EXERCISE DESCRIPTION: Reproduce verbatim the entries from the line containing "Report the position of every instance of the cliff" up to and including the line containing "pixel 567 414".

MATERIAL TO PROCESS:
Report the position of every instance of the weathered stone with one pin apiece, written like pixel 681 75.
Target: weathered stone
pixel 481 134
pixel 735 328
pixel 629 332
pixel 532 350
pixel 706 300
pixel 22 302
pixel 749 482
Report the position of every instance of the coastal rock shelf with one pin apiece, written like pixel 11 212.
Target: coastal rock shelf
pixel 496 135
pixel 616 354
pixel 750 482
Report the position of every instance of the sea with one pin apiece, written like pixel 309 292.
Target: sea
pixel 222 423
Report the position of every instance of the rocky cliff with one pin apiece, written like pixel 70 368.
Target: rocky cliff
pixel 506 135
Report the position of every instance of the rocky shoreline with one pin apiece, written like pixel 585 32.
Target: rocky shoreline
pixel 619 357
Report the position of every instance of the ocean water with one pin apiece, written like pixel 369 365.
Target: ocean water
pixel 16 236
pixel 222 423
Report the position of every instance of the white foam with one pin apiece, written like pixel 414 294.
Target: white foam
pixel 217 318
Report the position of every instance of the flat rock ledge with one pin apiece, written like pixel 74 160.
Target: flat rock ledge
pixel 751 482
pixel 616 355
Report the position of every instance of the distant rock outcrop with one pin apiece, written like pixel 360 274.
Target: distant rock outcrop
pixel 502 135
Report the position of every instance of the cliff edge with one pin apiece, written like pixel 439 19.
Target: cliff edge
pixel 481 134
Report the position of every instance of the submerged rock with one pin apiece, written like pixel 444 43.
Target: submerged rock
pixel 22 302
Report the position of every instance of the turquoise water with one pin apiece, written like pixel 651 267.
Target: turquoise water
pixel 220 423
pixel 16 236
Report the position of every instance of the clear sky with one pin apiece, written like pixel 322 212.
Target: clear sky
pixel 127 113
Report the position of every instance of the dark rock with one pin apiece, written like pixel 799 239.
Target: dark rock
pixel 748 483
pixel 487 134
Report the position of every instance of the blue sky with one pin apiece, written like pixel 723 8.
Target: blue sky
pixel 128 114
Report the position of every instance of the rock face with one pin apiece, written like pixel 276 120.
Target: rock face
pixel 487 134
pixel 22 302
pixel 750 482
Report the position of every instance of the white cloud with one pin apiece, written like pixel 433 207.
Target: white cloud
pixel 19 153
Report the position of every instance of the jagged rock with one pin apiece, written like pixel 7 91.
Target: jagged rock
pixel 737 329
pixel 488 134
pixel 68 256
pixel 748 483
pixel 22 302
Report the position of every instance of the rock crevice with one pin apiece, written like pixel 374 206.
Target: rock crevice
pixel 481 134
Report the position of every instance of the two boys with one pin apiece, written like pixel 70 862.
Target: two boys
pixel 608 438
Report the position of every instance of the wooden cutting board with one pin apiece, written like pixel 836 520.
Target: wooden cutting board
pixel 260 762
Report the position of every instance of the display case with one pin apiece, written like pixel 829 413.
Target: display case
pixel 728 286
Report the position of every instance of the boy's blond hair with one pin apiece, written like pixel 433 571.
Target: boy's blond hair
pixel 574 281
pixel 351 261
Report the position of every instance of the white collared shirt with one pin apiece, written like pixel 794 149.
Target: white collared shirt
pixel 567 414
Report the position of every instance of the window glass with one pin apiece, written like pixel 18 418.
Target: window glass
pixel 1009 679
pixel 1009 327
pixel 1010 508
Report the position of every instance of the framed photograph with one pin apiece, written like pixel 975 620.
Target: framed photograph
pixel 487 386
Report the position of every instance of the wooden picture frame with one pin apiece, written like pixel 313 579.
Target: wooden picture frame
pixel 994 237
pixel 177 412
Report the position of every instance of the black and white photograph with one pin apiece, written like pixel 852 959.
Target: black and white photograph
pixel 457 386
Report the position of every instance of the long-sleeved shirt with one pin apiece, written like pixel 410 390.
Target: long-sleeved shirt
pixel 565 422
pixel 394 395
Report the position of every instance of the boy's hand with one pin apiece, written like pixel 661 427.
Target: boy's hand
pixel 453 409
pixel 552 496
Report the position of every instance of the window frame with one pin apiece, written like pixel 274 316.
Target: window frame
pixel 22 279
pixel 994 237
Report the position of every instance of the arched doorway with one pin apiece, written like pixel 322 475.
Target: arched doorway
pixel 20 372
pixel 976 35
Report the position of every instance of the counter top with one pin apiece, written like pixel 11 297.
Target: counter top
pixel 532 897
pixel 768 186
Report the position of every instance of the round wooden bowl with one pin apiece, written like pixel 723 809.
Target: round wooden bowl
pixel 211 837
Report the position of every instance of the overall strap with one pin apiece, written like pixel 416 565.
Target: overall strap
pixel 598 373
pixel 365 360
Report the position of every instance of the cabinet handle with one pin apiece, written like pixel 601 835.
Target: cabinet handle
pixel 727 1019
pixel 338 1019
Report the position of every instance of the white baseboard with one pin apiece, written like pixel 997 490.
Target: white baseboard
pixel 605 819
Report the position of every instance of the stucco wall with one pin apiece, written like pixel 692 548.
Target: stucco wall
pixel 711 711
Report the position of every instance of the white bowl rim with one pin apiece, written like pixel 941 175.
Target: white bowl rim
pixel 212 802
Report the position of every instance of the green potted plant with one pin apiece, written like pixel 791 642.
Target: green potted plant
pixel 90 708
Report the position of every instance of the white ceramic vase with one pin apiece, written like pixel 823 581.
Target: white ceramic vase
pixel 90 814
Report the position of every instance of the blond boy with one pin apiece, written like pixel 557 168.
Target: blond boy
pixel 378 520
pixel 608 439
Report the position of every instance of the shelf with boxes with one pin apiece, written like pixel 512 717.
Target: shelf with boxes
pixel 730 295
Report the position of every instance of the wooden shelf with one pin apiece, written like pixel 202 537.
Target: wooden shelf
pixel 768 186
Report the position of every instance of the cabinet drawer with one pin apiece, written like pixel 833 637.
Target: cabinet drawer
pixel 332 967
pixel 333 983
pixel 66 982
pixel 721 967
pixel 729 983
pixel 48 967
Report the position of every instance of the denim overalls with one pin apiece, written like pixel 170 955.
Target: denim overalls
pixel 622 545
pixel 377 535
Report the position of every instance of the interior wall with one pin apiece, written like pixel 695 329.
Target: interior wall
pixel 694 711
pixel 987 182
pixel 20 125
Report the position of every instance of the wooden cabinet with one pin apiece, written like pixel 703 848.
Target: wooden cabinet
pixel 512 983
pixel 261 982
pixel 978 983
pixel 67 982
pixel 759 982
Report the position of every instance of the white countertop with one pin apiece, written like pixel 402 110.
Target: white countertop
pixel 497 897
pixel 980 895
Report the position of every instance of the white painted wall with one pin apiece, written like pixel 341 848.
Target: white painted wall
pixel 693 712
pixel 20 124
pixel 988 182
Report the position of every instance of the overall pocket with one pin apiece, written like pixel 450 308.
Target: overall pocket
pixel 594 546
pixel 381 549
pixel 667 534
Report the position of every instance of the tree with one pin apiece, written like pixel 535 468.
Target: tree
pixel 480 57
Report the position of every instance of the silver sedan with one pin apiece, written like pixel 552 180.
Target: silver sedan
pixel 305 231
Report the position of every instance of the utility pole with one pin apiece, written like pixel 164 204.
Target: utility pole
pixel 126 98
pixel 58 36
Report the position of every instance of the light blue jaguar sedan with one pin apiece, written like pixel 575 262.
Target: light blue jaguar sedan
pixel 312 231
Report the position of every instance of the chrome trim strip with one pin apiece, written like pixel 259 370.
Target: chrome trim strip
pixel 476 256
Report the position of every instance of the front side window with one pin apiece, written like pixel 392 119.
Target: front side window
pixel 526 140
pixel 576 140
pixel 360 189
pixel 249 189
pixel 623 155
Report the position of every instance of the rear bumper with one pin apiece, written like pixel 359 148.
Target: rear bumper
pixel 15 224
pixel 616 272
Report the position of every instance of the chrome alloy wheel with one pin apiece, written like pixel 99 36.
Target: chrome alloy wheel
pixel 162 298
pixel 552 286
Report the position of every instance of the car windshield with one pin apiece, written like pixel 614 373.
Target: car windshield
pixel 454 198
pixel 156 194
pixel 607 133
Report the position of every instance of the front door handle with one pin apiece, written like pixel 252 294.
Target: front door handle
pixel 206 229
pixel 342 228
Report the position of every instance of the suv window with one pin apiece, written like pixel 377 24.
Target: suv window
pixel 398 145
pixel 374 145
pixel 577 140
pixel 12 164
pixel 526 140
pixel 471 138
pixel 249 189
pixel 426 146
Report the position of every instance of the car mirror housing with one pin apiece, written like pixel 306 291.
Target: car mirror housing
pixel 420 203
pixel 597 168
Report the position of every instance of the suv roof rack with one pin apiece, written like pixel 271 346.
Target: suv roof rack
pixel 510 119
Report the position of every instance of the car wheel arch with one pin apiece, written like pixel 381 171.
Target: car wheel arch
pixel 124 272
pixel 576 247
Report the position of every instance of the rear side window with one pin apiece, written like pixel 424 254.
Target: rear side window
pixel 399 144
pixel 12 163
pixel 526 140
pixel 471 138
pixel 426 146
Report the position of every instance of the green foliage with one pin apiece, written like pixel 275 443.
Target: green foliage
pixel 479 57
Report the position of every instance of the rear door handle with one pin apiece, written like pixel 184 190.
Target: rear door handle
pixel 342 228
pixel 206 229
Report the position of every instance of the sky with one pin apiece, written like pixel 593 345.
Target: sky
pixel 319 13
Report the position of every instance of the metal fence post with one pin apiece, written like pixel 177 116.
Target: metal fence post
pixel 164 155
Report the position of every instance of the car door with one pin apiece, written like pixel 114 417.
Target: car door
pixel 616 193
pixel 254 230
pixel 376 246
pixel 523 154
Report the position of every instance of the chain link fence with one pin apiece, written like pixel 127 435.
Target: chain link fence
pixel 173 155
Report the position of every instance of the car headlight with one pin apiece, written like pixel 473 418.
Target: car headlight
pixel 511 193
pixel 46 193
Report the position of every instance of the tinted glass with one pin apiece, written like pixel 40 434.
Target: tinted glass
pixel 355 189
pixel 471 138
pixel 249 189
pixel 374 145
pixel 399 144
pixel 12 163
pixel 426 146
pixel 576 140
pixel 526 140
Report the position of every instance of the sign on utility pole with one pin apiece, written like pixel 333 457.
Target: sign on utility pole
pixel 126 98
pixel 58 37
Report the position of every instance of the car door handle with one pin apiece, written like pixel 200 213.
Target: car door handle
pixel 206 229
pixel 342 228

RESULT OF THE TASK:
Report the position of every instance of the cliff edge with one pin apiece, written like pixel 439 19.
Target: cliff edge
pixel 481 134
Report the position of every instance of the submerged rock with one pin apiece, written like pixel 444 43.
Target: submerged rock
pixel 22 302
Report the position of every instance of the turquoise water with one pin apiece, written like pixel 651 267.
Target: turquoise water
pixel 220 423
pixel 16 236
Report the position of every instance of the clear sky with one pin apiece, written like pixel 322 212.
Target: clear sky
pixel 127 113
Report the position of every instance of the dark rock with one pin apiece, written like pixel 799 239.
Target: dark rock
pixel 748 483
pixel 487 134
Report the position of every instance of the blue sky with one pin apiece, written like pixel 723 8.
Target: blue sky
pixel 128 114
Report the position of every instance of the rock face with one pin apiece, written like pixel 276 120.
Target: rock face
pixel 487 134
pixel 22 302
pixel 750 482
Report the position of every instance of the white cloud with one pin apiece, written like pixel 433 207.
Target: white cloud
pixel 19 153
Report the position of every instance of the jagged rock with one pin apiece, written like pixel 7 91.
Target: jagged rock
pixel 737 329
pixel 488 134
pixel 68 256
pixel 748 483
pixel 22 302
Report the position of every instance of the rock crevice with one pin apiece, written like pixel 374 206.
Target: rock crevice
pixel 481 134
Report the position of every instance of the two boys with one pin apiece, written like pixel 70 862.
Target: two boys
pixel 608 438
Report the position of every instance of the wooden cutting board with one pin apiece, written like pixel 836 520.
Target: wooden cutting board
pixel 260 762
Report the position of every instance of the display case with one pin apiece, written like pixel 829 413.
Target: display case
pixel 728 286
Report the position of every instance of the boy's blond hair with one pin apiece, written like pixel 433 571.
Target: boy's blond hair
pixel 574 281
pixel 351 261
Report the position of every instance of the white collared shirt with one pin apiece, written like pixel 794 149.
Target: white collared shirt
pixel 567 414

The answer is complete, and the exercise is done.